READING PASSAGE ::
_____

The comparison between severe brain volume loss (BVL) and age-matched healthy controls provides significant prognostic information. The accuracy of this information is dependent on the visual inspection of radiologists.

Changes in brain volume during 12-month intervals between MRI scans are small and might not be determined through visual inspection. The inability to identify short-term changes in brain volume is a significant cause of adverse trajectories linked to MS outcomes and influences clinical decisions to change or escalate DMT.

The development of AI algorithms for medical imaging has enabled automation in clinical detection. AI has also been used for the segmentation of brain structures and analysis of different brain pathologies, including MS lesions.

About the study

The current study assessed the effectiveness of iQ-SolutionsTM, hereafter referred to as iQ-MS, based on a large cohort of MS scans. The assessments of MS scans were independently conducted by expert radiologists in clinical settings.

The researchers hypothesized that AI-based tools can more sensitively and accurately evaluate MRI scan reports of disease activity than conventional methods based on radiology reports.

_____

[Referring expression data]
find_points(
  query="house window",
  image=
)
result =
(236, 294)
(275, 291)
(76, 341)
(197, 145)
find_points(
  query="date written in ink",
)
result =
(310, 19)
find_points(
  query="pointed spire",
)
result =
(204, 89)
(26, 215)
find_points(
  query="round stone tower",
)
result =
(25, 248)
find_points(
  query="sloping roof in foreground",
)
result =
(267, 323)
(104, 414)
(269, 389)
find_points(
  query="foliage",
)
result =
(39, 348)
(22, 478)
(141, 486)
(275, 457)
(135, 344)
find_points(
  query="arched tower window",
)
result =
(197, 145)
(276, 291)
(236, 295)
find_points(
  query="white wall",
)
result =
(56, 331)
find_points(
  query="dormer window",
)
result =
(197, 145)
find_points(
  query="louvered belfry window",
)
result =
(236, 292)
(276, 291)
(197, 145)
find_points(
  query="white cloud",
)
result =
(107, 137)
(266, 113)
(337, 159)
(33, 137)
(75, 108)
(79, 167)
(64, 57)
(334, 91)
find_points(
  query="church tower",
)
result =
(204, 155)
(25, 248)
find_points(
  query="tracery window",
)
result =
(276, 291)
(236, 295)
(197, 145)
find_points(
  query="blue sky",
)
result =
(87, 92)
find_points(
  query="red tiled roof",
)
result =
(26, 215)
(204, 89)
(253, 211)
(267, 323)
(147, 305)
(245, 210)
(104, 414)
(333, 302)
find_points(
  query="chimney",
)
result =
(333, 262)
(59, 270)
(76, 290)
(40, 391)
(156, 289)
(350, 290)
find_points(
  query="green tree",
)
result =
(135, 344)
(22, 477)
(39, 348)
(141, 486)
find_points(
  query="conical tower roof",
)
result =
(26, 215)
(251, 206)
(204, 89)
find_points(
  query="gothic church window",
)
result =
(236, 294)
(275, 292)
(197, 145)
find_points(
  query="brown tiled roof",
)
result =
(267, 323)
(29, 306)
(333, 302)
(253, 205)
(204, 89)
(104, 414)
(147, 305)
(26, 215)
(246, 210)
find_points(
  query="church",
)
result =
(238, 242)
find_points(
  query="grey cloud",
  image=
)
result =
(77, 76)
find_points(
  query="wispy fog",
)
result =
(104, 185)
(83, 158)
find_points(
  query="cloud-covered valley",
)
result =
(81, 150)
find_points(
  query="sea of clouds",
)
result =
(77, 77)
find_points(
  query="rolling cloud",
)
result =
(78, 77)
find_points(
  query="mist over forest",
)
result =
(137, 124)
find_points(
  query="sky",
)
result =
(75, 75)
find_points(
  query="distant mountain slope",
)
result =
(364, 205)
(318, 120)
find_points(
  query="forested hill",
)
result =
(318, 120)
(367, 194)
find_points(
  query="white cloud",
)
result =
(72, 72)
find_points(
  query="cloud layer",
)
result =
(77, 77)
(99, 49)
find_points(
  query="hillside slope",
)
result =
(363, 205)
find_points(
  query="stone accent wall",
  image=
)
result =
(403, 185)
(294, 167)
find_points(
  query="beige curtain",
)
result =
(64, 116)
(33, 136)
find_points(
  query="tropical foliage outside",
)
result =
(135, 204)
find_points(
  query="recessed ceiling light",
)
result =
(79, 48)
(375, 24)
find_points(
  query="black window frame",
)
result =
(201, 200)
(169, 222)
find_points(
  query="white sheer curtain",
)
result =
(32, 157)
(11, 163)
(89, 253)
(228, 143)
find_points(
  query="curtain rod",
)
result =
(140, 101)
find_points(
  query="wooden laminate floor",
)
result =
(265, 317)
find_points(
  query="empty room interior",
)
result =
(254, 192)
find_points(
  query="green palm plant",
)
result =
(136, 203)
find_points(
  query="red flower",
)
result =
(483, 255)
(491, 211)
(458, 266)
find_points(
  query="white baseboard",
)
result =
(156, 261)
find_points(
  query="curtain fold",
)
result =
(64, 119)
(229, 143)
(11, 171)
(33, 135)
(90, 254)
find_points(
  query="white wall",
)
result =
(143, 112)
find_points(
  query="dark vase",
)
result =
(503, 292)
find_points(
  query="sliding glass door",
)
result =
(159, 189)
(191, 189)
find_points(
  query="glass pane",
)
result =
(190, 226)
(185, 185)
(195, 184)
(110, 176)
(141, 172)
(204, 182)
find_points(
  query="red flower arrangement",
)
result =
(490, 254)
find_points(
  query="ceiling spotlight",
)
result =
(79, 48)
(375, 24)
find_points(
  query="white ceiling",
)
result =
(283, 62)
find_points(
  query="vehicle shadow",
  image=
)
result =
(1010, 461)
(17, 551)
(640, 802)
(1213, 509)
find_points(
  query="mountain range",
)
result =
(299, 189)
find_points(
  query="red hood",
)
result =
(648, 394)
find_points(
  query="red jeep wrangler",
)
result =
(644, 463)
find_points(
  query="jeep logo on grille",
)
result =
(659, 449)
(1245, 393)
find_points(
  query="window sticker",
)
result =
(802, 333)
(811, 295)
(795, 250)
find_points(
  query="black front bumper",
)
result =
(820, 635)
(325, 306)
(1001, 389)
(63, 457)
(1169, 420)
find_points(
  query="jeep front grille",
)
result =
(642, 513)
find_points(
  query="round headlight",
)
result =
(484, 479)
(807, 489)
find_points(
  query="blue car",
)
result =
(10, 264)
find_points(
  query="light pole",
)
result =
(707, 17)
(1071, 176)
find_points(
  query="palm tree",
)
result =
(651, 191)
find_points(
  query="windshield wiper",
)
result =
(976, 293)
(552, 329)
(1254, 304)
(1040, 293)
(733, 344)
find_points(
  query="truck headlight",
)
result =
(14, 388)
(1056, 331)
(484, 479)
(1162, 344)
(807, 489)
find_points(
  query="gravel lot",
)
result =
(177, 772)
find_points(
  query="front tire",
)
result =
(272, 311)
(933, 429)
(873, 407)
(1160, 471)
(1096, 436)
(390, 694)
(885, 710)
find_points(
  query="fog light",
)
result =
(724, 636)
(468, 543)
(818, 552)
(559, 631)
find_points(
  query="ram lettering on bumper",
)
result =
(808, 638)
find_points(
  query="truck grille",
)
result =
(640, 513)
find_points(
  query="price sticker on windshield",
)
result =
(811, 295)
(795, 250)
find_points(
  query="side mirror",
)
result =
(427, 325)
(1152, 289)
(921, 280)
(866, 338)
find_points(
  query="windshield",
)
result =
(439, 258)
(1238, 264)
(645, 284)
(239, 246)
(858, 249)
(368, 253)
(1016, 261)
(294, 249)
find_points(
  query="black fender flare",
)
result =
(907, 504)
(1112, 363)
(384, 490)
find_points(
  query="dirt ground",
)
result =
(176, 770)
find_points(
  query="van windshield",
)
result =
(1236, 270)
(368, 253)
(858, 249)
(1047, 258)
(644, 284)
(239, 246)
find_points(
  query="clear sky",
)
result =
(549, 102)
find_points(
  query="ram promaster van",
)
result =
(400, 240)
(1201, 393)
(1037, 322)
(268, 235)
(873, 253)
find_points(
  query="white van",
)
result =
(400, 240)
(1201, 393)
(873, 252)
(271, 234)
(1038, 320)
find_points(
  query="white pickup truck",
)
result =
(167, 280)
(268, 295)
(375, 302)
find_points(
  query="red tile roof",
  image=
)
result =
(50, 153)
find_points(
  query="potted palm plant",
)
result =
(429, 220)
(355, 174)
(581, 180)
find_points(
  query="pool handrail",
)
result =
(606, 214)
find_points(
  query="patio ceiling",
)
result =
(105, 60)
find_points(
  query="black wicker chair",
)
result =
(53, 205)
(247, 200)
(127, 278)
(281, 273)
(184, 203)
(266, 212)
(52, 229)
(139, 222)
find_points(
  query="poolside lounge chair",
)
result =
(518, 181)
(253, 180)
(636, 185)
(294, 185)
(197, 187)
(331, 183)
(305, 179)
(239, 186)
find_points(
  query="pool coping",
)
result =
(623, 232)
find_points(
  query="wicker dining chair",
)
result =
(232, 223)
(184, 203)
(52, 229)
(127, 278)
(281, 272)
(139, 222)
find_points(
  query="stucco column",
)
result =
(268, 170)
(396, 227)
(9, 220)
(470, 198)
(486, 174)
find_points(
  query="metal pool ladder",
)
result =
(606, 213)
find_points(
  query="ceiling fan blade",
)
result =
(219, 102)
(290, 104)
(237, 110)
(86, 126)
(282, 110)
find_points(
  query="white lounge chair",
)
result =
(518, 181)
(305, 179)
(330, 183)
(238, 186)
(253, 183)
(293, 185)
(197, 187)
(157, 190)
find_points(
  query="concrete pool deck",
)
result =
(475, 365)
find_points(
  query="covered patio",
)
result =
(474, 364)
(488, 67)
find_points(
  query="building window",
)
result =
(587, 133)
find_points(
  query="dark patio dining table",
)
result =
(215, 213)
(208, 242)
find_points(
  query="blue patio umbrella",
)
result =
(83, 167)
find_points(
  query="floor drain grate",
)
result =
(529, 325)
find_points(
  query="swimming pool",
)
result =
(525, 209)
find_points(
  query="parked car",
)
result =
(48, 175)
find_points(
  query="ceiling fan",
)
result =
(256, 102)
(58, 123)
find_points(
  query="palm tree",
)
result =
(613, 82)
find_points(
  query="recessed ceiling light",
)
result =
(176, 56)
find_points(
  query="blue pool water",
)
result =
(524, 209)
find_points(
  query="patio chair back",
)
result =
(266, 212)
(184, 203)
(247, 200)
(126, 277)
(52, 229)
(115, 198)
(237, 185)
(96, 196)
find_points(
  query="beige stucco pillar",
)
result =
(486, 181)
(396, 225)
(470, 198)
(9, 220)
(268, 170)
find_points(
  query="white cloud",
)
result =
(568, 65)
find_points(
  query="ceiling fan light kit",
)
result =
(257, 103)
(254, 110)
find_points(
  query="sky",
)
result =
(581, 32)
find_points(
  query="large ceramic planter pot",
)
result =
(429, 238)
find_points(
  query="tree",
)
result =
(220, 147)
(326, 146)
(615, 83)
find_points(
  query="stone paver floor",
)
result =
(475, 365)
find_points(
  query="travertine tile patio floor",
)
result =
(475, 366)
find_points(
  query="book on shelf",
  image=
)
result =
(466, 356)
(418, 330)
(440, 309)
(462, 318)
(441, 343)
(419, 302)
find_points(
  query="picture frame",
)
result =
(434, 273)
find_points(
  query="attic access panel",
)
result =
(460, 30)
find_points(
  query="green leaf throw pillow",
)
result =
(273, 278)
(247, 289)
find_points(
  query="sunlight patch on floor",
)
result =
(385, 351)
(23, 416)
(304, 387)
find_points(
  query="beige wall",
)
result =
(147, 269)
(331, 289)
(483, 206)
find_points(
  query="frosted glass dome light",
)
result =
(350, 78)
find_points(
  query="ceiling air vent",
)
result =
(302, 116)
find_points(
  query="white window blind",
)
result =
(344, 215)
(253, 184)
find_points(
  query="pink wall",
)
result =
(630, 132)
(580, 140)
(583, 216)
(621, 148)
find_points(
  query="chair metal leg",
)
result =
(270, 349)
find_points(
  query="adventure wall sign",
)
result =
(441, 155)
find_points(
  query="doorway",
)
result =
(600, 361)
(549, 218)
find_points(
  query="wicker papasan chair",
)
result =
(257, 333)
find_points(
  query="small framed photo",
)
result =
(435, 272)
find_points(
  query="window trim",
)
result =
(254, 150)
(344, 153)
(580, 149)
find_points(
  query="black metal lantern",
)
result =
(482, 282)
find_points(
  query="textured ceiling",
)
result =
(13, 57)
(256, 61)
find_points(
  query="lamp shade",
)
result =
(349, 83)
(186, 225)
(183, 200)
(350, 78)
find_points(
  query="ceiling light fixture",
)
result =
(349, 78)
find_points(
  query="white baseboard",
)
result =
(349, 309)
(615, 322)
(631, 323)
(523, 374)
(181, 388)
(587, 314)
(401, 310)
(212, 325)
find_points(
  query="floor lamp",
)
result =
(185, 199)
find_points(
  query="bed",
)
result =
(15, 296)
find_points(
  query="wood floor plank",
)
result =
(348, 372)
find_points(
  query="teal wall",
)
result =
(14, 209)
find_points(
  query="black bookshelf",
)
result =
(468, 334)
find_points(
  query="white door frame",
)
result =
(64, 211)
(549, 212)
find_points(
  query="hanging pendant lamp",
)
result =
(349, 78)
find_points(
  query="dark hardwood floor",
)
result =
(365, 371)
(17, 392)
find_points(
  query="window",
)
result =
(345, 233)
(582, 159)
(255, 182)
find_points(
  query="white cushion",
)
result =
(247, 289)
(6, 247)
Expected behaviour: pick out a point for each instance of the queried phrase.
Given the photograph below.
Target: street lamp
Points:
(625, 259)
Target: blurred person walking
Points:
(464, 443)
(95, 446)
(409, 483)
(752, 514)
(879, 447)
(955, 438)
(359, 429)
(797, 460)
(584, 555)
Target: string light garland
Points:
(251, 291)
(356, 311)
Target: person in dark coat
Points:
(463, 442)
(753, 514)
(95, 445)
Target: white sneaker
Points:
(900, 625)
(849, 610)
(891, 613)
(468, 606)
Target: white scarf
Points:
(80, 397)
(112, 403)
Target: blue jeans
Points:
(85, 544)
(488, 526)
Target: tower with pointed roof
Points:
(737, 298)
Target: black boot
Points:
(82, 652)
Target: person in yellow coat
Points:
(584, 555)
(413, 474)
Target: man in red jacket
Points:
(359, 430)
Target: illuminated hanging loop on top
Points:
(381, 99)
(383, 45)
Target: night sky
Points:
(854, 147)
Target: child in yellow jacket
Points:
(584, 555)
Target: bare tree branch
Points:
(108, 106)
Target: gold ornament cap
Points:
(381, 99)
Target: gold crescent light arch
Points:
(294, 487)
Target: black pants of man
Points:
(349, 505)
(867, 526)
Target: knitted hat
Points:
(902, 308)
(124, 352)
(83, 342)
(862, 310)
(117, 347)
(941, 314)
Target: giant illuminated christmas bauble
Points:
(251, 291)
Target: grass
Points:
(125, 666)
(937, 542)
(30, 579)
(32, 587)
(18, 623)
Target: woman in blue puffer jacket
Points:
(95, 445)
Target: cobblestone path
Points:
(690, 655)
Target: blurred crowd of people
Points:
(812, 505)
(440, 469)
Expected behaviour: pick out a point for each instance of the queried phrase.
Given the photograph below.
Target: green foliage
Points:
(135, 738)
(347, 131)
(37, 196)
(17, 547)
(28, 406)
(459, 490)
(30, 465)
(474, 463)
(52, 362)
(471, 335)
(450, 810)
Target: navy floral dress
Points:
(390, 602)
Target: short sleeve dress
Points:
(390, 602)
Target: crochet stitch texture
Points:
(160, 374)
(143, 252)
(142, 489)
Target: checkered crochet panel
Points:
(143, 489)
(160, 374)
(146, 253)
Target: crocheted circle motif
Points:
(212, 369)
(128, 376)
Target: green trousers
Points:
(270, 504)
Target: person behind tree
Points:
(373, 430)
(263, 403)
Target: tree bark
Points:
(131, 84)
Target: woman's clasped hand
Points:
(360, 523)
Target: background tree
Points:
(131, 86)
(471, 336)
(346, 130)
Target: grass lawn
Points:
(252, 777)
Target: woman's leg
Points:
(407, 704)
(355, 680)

_____

WHAT THIS EXERCISE ASKS ::
• 1. Reproduce the passage on MS brain imaging verbatim, starting at "About the study" and ending at "on radiology reports.".
• 2. Carry the passage on AI analysis of MS brain scans forward from the point at which it stops.

PER-TASK ANSWERS ::
• 1.
About the study

The current study assessed the effectiveness of iQ-SolutionsTM, hereafter referred to as iQ-MS, based on a large cohort of MS scans. The assessments of MS scans were independently conducted by expert radiologists in clinical settings.

The researchers hypothesized that AI-based tools can more sensitively and accurately evaluate MRI scan reports of disease activity than conventional methods based on radiology reports.

• 2.
Brain scans were analyzed by iQ-Solutions™ in Digital Imaging and Communications in Medicine (DICOM) format by a collection of AI algorithms based on deep neural network technology. The AI-based algorithms were designed based on 8,500 brain scans that were expertly annotated by skilled neuroimaging analysts.

A reference cohort was created based on MRI scans of over 3,000 healthy controls and an independent sample of 839 people with MS. Both samples were processed with the same methods.

Study findings

The iQ-Solutions^TM system generates data for cross-sectional and longitudinal whole brain, lesion metrics, and brain substructure relevant to MS. This AI tool enables visualization of many picture archiving and communications systems (PACS) for radiologists to review. Scan images are automatically subjected to quality check for optimal pre-contrast 3D-T1 and 3D FLAIR sequences, containing over 30 slices with a thickness of three millimeters (mm) or more.

Cross-sectional segmentation algorithms were designed based on 3D-UNet, which enabled the extraction of image features, followed by the prediction head. Cross-validation was conducted by comparing case- and voxel-wise DICE scores with ground-truth reports produced by skilled neuroimaging analysts.

The lesion activity of different time points was measured by iQ-Solutions, indicating the development of new and enlarging lesions. Moreover, iQ-MS revealed enlarging lesions as new lesioned voxels that are connected to existing lesions reported in a previous study within its 26-voxel neighborhood.

LG-Net is a lesion-inpainting model for brain and substructure volumetric analyses. This system was applied to 3DT1 images to improve the segmentation bias produced due to the presence of MS lesions.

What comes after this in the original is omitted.